§ **Stated goal**: Identify the line in which "of the wooden" appears, then reproduce that line and all remaining lines of the records word for word.

§ **Stored rows**:
.....

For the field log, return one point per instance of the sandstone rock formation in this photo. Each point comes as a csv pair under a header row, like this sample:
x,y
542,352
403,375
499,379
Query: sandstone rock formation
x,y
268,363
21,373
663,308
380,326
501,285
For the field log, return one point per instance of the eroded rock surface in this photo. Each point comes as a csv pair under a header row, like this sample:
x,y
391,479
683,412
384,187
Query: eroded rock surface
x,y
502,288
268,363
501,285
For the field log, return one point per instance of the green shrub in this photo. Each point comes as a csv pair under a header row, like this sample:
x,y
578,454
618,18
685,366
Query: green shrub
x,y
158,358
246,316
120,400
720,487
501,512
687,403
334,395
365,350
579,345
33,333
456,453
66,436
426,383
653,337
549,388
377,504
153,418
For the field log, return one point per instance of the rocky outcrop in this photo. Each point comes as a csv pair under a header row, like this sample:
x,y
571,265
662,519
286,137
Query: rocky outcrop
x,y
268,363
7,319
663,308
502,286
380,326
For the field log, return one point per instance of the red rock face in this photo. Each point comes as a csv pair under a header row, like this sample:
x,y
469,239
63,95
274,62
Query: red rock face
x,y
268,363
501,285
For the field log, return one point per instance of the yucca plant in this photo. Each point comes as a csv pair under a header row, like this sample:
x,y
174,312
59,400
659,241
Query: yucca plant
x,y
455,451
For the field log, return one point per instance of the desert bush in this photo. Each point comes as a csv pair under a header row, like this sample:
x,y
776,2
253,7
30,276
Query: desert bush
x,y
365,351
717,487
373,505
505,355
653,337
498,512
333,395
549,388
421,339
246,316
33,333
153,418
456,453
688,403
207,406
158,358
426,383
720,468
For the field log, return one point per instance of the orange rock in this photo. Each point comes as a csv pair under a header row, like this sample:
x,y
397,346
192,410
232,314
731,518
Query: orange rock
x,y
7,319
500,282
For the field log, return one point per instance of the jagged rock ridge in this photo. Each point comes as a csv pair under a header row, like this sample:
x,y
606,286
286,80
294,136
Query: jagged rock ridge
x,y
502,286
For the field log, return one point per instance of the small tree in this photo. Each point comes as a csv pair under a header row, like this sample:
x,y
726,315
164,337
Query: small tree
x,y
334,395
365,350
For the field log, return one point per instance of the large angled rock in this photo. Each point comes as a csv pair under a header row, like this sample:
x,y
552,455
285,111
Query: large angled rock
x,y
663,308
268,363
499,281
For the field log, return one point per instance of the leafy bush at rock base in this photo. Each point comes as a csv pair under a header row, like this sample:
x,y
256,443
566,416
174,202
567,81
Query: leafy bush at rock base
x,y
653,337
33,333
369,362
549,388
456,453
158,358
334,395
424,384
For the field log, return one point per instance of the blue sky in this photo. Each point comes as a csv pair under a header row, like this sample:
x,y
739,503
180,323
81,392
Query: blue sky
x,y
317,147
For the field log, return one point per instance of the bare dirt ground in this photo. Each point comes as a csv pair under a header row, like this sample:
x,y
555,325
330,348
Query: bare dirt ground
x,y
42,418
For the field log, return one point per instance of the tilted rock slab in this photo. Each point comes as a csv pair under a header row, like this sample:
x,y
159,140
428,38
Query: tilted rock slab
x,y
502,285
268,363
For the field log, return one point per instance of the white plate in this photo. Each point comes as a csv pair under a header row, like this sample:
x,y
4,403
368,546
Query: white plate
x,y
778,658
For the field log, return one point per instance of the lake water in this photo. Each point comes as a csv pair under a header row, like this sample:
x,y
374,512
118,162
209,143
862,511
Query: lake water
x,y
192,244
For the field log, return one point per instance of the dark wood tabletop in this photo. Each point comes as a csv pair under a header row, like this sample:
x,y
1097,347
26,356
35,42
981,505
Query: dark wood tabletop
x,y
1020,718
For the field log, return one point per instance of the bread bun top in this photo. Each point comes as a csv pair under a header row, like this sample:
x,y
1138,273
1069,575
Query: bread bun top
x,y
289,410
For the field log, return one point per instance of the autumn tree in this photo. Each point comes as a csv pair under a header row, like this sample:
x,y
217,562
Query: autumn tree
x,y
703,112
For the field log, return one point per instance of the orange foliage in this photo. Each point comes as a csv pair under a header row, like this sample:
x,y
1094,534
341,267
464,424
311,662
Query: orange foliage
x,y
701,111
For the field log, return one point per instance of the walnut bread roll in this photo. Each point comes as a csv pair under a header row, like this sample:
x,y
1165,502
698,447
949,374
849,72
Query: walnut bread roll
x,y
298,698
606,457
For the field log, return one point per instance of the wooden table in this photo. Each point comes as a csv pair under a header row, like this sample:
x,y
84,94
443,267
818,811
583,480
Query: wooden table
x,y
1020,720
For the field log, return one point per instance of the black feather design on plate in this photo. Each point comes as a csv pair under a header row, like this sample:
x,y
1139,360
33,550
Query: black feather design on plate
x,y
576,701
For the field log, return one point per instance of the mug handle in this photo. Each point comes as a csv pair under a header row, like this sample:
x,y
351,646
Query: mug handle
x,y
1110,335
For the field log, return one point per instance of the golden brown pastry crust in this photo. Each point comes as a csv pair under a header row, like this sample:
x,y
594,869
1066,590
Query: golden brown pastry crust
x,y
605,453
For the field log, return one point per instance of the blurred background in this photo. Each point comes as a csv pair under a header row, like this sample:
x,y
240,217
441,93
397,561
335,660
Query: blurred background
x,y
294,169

.....

§ **Task output**:
For the field log, return one point per instance of the wooden table in this photo. Each point comes as a csv pair under a header row, like this sample:
x,y
84,94
443,267
818,811
583,480
Query: wooden table
x,y
1020,720
For the field log, return one point per instance of the black feather design on plate in this photo. Each point comes as a csv pair under a header row, like this sample:
x,y
1139,360
33,550
Query: black feather design on plate
x,y
576,701
For the field log, return one point per instance of the mug handle in this photo. Each point comes as a csv pair under a header row, like this sample:
x,y
351,646
Query: mug handle
x,y
1110,335
For the field log, return one point per instance of the golden brown pastry crust in this photo. Each point comes as a csv pair under a header row, like this sample:
x,y
594,869
1066,590
Query: golden brown pastry crust
x,y
605,453
For the field log, return one point per instance of the blurred background in this photo. Each point comes as a csv pair under a header row, like this sample:
x,y
240,217
441,93
397,561
335,660
Query: blurred background
x,y
294,169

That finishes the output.